• TASK:
Can you print every record below exactly as written?

--- START OF RECORDS PROVIDED ---

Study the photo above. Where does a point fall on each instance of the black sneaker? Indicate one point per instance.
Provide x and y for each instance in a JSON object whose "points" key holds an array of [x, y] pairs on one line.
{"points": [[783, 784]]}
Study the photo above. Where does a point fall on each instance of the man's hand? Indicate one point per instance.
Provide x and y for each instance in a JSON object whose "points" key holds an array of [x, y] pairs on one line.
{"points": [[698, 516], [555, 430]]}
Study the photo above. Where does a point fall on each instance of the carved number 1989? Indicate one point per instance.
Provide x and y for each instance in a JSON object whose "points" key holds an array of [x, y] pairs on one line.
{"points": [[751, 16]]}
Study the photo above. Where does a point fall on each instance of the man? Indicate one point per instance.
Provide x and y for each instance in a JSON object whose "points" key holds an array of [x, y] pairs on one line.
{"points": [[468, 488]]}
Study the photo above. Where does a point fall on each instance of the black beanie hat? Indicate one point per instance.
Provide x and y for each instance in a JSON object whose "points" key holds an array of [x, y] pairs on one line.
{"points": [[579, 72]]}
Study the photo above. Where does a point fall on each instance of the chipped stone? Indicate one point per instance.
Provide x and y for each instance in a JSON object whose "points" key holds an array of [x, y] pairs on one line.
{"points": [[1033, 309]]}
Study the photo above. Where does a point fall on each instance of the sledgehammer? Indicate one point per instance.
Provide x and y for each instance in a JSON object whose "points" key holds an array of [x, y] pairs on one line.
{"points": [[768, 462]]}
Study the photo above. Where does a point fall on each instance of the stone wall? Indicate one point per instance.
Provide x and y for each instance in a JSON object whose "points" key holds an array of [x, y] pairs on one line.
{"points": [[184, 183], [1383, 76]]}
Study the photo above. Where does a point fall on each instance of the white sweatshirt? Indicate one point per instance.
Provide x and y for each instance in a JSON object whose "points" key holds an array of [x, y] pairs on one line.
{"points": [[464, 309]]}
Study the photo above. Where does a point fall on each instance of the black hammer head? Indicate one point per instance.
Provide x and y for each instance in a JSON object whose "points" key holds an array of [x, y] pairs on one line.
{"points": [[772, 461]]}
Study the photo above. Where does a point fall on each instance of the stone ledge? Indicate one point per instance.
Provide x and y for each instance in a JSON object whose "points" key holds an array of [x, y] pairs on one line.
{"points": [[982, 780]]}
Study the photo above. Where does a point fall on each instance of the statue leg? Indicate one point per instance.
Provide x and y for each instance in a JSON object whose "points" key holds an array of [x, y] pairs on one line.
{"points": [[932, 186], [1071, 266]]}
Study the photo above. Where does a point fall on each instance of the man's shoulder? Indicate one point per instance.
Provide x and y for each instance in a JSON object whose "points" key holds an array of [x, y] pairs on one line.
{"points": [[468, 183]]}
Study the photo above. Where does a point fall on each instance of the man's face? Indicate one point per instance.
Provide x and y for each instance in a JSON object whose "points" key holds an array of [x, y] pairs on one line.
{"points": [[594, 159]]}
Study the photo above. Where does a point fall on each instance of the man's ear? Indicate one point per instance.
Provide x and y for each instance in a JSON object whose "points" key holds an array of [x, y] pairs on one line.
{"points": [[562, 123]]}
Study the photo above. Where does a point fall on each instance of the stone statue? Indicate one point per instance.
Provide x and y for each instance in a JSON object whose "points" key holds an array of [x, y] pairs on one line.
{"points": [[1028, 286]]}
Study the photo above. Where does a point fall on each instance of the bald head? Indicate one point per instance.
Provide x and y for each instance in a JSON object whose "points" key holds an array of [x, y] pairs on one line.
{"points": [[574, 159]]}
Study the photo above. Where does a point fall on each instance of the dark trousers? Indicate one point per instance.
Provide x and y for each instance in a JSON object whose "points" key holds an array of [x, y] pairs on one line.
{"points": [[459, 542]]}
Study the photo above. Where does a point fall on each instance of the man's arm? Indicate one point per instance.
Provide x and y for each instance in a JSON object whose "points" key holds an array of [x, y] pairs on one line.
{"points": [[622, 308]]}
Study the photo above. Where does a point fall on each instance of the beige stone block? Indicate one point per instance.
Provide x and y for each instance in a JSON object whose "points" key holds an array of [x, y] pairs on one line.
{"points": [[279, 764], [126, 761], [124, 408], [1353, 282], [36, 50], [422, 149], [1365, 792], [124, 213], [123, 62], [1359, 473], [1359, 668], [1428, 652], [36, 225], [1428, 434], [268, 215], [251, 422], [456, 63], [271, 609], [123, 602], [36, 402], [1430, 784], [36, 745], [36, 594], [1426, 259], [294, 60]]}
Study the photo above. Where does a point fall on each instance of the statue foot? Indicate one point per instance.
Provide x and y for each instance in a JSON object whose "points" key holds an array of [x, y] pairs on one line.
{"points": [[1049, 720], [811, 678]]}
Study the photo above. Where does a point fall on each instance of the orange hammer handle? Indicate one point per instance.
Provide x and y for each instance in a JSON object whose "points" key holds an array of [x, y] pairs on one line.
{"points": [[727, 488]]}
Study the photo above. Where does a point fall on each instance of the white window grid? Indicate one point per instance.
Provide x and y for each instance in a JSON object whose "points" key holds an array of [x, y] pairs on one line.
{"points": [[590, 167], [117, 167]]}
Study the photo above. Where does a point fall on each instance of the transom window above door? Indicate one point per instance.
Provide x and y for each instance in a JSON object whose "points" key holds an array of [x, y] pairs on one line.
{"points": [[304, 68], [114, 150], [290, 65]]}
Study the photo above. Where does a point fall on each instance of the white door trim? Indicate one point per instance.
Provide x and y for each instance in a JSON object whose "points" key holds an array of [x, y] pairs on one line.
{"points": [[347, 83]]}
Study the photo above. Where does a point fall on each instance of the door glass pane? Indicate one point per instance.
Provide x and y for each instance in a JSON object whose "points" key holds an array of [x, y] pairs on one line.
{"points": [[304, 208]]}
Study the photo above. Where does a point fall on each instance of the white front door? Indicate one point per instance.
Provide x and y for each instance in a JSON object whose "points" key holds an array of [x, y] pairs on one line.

--- END OF RECORDS PROVIDED ---

• RESULT OF THE EXERCISE:
Study the photo above. Where does a point fall on each instance of the black sneaker? Indicate one point per instance.
Provide x and y for each instance in a JSON object whose "points" key holds an array of [x, y] pairs on one line.
{"points": [[783, 784]]}
Study the photo above. Where does a point fall on each instance of the man's hand? Indicate one point per instance.
Provide x and y for each instance in a JSON object whose "points" key holds an array of [x, y] pairs on one line.
{"points": [[698, 516], [555, 430]]}
Study the photo above. Where does a point fall on each instance of the carved number 1989? Indicate one point per instance.
Provide x and y for each instance in a JSON object whose "points" key holds an array of [x, y] pairs on one line.
{"points": [[751, 16]]}
Study the photo above. Where does a point fall on each instance of the man? Indicate one point per instance.
Provide x and y for each instance in a JSON object whose "points" key holds an array of [x, y] pairs on one line.
{"points": [[468, 488]]}
Study the photo above. Where does a point fall on each instance of the black beanie hat? Indicate one point per instance.
Provide x and y for each instance in a JSON object whose "points" key holds an array of [x, y] pairs on one line.
{"points": [[579, 72]]}
Study the photo above. Where does a point fall on each instance of the chipped stone? Indicate one point per instance.
Provide x and y for each instance in a JSON object whose "points" key holds an array of [x, y] pairs on one line.
{"points": [[1033, 309]]}
Study the photo above. Where does a point fall on each instance of the sledgehammer? Indicate one point per instance.
Provide x and y for each instance in a JSON object whose "points" key holds an array of [x, y] pairs on one line.
{"points": [[768, 462]]}
Study the photo above. Where does a point fall on each instance of the stone wall? Indicate one point per instance.
Provide x and y for each instance in a JSON object whose "points" key holds an array of [x, y] pairs on one line.
{"points": [[184, 183], [1383, 76]]}
Study the photo above. Where does a point fall on each instance of the white sweatshirt? Indicate one point per instance.
Provide x and y for each instance in a JSON object whose "points" key holds an array of [x, y] pairs on one line.
{"points": [[464, 309]]}
Study the photo above. Where does a point fall on each instance of the black hammer head? Indicate one point per instance.
Provide x and y for each instance in a JSON object whose "points" key holds an array of [x, y] pairs on one line.
{"points": [[772, 461]]}
Study the photo above. Where does a point fall on each instance of the stone ledge? Indicate one point per instance.
Provide x and y for each instance in a JSON object whose "points" key holds an array of [x, y] pairs on one line.
{"points": [[982, 780]]}
Study the photo above. Where does a point fall on each instance of the statue leg? Indicate one point per instance.
Provide x and y for each instance in a JSON object whose "points" key holds an array of [x, y] pairs on one line.
{"points": [[932, 186], [1071, 266]]}
Study the photo above. Where does a point fall on each instance of the man's shoulder? Indicate one point per instance.
Provide x and y for each instance in a JSON object whose "points" key holds an array of [x, y] pairs on one line.
{"points": [[468, 183]]}
Study the photo above. Where does a point fall on each instance of the man's face? Indicate one point per instance.
Provide x and y for each instance in a JSON object whose "points" key holds an array of [x, y] pairs on one line.
{"points": [[594, 159]]}
Study the photo above. Where does a point fall on each instance of the man's ear? Indicate one point per instance.
Provide x and y for each instance in a JSON object whose "points" key holds an array of [x, y] pairs on one line.
{"points": [[562, 123]]}
Study the photo above. Where does a point fall on each instance of the stone statue? Indicate one point per instance.
Provide x and y for each instance in a JSON object whose "points" key holds an array of [x, y] pairs on one line.
{"points": [[1028, 286]]}
Study the photo above. Where does a point fall on each instance of the bald head? Indicate one point per instance.
Provide x and y for each instance in a JSON object whose "points" key holds an array of [x, y] pairs on one line.
{"points": [[574, 159]]}
Study the photo above. Where does a point fall on each instance of the dark trousers? Indicate one point per instance.
Provide x and y for each instance in a JSON object whose "points" key holds an array of [x, y] pairs on one line.
{"points": [[459, 542]]}
Study the photo above. Where does a point fall on each instance of the man's arm? Indicate one point per instance.
Provide x and y for each instance in a JSON object whose "points" key holds an array of [x, y] pairs on one line.
{"points": [[622, 308]]}
Study the photo above. Where does a point fall on each instance of the beige stone block? Indicate one point per instance.
Provide x and y for each instance in a JSON object whose "points" key holds an array of [x, y] pairs on one line.
{"points": [[279, 764], [126, 761], [124, 408], [1353, 282], [36, 50], [422, 149], [1365, 792], [124, 213], [123, 62], [1359, 473], [1359, 668], [1428, 652], [36, 225], [1428, 434], [268, 215], [251, 422], [456, 63], [271, 609], [123, 602], [36, 402], [1430, 784], [36, 745], [36, 594], [1426, 259], [294, 60]]}
Study the photo above. Where does a point fall on each instance of the statue foot? Indicate one point per instance.
Provide x and y for each instance in a JSON object whose "points" key holds an array of [x, y] pairs on one line.
{"points": [[1049, 720], [811, 678]]}
Study the photo above. Where does a point fall on each instance of the orange hammer handle? Indicate one point per instance.
Provide x and y for each instance in a JSON object whose "points" key holds an array of [x, y] pairs on one line.
{"points": [[727, 488]]}
Study the photo above. Where does a point fall on each instance of the white window grid? Indicate one point per instance.
Provide x and y for each instance in a JSON object whose "points" key holds an array of [x, y] pairs on one line.
{"points": [[590, 167], [117, 167]]}
Study the photo above. Where does a point fall on each instance of the transom window above door? Indicate one point per instance.
Provide x and y for each instance in a JSON object whose "points" key holds an array of [x, y] pairs on one line.
{"points": [[304, 68], [114, 150], [290, 65]]}
Study the photo above. Where does a point fall on each instance of the white door trim? Indicate one point per instance.
Provide x and y for each instance in a JSON object whose "points" key holds an array of [x, y] pairs on one line.
{"points": [[347, 83]]}
Study the photo above. Where does a point fall on each instance of the door glass pane? Indicate one point per instance.
Provide x and y for each instance in a JSON object whose "points" key holds an array of [x, y] pairs on one line.
{"points": [[304, 208]]}
Study the photo above. Where does a point fall on each instance of the white front door? Indicate one point per instance.
Provide x and y for each instance in a JSON object whose "points" key holds an array of [x, y] pairs on one line.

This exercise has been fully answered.